Data under study START
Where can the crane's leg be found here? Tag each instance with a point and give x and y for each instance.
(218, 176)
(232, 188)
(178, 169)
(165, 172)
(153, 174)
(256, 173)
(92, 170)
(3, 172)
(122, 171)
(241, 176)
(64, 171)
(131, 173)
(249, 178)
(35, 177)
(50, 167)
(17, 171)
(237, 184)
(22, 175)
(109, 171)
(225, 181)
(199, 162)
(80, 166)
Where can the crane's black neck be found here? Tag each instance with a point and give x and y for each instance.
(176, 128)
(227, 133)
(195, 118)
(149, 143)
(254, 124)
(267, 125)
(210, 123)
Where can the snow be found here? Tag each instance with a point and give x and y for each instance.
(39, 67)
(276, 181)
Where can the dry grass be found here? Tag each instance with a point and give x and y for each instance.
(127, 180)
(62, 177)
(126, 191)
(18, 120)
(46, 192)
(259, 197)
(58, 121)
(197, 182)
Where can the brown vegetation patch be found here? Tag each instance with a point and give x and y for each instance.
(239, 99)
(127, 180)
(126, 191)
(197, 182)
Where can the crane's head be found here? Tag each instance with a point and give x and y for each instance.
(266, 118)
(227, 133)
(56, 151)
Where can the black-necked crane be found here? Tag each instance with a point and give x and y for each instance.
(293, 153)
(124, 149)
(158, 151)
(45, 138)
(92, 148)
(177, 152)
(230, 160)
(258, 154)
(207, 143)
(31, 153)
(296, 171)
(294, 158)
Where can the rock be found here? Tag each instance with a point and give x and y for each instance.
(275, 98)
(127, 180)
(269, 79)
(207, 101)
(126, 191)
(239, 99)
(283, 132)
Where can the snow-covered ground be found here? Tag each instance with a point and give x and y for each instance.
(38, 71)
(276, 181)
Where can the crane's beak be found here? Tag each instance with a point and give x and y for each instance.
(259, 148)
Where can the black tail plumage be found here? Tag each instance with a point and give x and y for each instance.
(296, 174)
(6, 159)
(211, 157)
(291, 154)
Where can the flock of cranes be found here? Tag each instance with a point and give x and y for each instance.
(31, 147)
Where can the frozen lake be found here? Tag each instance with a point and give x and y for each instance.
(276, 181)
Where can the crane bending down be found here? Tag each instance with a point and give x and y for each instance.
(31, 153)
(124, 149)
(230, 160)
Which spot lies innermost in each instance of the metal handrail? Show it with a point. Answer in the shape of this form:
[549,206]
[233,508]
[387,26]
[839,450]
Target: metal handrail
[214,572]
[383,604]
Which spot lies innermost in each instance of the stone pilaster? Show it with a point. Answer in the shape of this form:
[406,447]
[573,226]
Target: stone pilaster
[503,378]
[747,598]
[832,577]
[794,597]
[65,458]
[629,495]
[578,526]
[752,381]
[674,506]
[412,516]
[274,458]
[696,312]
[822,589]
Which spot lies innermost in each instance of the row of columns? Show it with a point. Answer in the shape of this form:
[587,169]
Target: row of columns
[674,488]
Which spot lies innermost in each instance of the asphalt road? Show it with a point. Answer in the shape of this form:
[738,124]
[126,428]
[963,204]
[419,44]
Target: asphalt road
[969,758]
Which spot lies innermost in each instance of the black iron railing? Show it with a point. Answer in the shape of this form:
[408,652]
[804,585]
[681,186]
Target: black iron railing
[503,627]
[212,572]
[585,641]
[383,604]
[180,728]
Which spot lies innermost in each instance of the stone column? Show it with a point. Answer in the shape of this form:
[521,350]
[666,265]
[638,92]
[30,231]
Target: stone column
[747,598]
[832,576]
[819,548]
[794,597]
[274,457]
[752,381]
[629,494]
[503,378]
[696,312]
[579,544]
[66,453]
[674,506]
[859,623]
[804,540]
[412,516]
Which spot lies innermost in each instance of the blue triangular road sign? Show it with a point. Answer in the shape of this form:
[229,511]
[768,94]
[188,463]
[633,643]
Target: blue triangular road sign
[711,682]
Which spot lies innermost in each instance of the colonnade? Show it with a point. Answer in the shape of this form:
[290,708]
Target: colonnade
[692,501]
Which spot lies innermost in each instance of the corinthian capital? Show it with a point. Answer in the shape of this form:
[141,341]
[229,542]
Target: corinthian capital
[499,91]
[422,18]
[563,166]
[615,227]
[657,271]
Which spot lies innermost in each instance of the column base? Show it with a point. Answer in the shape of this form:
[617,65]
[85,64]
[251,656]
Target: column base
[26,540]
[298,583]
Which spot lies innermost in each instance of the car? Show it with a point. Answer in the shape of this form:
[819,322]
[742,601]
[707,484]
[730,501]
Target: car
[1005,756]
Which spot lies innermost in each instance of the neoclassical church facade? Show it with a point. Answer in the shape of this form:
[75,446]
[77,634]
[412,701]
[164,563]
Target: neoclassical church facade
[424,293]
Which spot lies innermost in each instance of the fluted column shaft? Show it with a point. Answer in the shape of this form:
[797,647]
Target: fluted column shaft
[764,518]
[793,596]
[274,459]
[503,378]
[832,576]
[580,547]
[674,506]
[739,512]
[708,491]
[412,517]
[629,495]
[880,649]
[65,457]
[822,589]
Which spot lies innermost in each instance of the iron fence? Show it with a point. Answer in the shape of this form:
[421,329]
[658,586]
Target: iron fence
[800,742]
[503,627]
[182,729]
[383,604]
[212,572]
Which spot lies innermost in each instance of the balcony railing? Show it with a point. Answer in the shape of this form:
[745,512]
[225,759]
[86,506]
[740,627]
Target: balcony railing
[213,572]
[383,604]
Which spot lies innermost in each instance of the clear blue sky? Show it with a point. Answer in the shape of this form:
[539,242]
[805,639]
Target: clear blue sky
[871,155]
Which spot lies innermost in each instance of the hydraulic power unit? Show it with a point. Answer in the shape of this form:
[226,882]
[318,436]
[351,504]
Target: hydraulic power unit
Data under study END
What this task involves: Please filter the entries above down to the lines holding "power" and copy them.

Result for this exercise:
Which spot lies innermost in each instance of the hydraulic power unit? Show it with a point. Answer in the shape of this form:
Target: hydraulic power unit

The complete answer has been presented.